◆ Required work
Locate every line in the material below that contains the word "roadside", and copy each of those lines in full.

◆ Supplied material
■ ■ ■ ■ ■

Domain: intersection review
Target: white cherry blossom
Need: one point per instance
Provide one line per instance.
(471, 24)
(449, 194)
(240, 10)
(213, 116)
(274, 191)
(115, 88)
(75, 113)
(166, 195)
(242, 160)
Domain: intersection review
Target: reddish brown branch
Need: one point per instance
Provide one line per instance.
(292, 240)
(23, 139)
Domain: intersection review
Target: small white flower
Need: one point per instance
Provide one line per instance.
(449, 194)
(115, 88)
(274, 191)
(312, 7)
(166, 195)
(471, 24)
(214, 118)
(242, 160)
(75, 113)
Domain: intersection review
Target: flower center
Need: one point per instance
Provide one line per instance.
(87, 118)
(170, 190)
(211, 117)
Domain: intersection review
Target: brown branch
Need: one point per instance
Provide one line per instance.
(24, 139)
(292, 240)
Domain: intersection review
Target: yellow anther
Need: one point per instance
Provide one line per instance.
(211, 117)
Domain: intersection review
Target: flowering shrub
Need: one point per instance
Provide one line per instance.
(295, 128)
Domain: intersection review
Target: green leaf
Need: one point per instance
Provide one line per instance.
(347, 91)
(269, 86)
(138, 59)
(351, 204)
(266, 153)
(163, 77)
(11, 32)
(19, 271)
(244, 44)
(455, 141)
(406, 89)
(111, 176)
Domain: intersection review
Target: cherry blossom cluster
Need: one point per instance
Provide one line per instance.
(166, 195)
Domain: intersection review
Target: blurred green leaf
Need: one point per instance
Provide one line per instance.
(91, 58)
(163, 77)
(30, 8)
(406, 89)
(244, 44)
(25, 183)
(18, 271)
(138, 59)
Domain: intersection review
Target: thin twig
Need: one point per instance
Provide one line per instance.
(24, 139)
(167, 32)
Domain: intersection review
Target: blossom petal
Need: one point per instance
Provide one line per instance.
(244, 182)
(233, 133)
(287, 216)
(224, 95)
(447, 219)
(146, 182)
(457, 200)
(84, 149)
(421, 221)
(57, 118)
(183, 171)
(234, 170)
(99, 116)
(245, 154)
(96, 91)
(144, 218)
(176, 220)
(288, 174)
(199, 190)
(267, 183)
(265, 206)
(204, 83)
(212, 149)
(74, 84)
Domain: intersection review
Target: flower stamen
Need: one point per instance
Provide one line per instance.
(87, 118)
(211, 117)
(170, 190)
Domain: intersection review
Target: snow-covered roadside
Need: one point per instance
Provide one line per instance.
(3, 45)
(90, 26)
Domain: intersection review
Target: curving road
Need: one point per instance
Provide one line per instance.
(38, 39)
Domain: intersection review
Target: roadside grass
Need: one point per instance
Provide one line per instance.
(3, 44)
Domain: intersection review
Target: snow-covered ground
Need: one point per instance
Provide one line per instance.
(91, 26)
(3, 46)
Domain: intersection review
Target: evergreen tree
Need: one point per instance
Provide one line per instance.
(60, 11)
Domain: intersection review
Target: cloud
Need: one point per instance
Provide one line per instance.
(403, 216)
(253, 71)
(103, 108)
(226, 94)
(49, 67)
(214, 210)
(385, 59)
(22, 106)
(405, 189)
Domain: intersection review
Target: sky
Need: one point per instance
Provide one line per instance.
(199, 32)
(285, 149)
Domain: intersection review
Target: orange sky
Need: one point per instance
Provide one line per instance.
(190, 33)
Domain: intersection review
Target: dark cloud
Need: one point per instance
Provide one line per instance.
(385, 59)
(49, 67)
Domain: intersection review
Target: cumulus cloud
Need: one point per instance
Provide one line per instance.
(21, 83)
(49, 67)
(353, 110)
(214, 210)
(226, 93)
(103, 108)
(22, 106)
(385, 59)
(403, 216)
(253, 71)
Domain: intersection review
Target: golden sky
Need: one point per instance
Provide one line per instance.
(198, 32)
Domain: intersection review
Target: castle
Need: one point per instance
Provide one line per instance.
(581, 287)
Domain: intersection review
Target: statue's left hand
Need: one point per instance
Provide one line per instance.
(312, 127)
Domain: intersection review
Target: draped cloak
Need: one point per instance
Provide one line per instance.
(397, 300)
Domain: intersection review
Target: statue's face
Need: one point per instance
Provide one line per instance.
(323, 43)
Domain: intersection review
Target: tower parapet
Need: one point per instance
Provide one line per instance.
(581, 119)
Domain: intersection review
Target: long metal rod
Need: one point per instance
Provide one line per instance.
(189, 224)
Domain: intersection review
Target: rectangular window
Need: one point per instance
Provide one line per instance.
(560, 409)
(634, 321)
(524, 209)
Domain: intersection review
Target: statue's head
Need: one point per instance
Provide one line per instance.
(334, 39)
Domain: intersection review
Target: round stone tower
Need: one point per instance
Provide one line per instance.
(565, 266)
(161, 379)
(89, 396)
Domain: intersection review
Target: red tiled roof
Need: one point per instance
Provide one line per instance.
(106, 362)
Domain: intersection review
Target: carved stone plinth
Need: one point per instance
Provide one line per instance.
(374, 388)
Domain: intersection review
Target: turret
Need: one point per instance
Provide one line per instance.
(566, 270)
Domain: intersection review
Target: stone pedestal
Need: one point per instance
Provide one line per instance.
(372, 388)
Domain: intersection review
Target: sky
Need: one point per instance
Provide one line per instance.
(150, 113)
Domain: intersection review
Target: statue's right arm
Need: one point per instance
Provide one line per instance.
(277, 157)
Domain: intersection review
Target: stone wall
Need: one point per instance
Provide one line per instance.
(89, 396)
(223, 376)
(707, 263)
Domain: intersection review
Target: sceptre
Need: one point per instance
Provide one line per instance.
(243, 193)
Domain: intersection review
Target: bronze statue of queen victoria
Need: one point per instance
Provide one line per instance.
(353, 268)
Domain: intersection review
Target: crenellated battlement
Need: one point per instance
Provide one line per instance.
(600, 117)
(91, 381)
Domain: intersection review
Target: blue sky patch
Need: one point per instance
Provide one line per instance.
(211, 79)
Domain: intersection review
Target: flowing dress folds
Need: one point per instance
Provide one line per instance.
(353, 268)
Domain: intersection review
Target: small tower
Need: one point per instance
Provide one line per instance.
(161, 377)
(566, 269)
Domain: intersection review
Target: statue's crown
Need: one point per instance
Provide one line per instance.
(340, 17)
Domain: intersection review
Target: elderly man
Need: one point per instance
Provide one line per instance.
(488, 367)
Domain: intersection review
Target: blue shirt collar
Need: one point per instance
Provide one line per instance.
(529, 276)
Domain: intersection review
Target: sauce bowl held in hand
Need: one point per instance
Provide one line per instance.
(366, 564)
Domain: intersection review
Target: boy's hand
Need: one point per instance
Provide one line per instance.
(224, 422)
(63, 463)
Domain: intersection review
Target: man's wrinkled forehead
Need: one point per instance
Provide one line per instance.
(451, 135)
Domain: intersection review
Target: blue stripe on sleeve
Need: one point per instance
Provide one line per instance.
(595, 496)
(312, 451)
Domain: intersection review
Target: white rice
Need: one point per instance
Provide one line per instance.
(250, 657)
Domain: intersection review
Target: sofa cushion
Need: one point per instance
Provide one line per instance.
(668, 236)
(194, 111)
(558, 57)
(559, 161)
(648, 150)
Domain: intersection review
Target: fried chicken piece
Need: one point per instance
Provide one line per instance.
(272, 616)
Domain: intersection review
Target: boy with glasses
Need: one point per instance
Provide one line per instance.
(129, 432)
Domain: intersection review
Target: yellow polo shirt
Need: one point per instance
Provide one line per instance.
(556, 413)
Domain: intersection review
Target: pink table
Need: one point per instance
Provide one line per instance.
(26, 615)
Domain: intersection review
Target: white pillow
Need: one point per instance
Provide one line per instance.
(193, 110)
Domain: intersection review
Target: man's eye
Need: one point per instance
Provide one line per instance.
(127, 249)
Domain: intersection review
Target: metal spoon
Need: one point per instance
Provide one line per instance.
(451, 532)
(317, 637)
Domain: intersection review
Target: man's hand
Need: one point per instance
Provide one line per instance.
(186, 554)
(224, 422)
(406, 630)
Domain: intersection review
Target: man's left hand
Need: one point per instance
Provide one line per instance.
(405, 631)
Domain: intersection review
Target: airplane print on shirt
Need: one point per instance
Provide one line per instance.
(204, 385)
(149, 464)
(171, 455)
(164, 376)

■ ■ ■ ■ ■

◆ Solution for this problem
Target: snow-covered roadside
Target: roadside grass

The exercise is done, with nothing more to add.